Tuesday, September 6, 2016

To Brinkley On Your Birthday


Four years ago we began a journey that I could have never imagined.  For thirty-three long weeks I had anticipated the day that you would join us.  Many (too many to count) days a sickness, two (sometimes more) doctor appointments every week, and countless hours of prayer and research went into those thirty-three weeks.  

There were days that I was unsure that I could do this.  The day the ultrasound tech saw that something wasn't just right with your heart.  The day Dr. Fredrick told us that there was a pretty significant chance that you had those precious extra chromosomes.  The day the genetic counselor called and confirmed those suspicions.  The day Dr. Raunikar told us that not only did you have special chromosomes, but you had a special heart too.  That was the day he prayed with us and let us know that God was right there, this was not a surprise to Him, He has a purpose for you, and that we would be supported the entire way.  (That was a really scary one!)  

So many of those biweekly appointments brought new concerns about how long you were going to hold out.  There was a day I asked Dr. Nuthalapaty how long he thought you would be able to hold on and he told me that I needed to pray that we made through that weekend.  Well, you made it through that weekend but at thirty-three weeks the doctors were afraid that it was all becoming too much for you and they admitted me to be on bed rest.  We officially hit the thirty-four-week mark (6 weeks early) and it was time for your arrival.  Dr. Ruggieri came into my room about 11pm the first night and explained to me that you probably would not cry or breathe on your own.  He told me about all the people that would be in the operating room and who would be caring for you.  He told me that they would quickly whisk you away and get you to a special area called the NICU.  The NICU is a special area where they gave you some extra time and attention that was needed to give you the best start possible.  

What he didn't tell me is that you would defy the odds!  That from day one you would have your own plan and would do things your own way.  To everyone's surprise, you came out crying and breathing on your own.  That tiny little cry brought tears to my eyes.  That cry was so much more.  It was just one of the many many ways that God reminded us that you are His and that He alone is in control.  It was a reminder of His goodness and the fact that indeed, He has a mighty purpose for your life.

-- TASK TO CARRY OUT --
According to the birthday letter, at what point in the pregnancy was it time for the baby's arrival?

-- DATA SHOWN --
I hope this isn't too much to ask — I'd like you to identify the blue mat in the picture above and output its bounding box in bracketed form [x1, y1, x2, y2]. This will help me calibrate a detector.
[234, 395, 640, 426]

-- EXERCISE ANSWER --
At the thirty-four-week mark, six weeks early.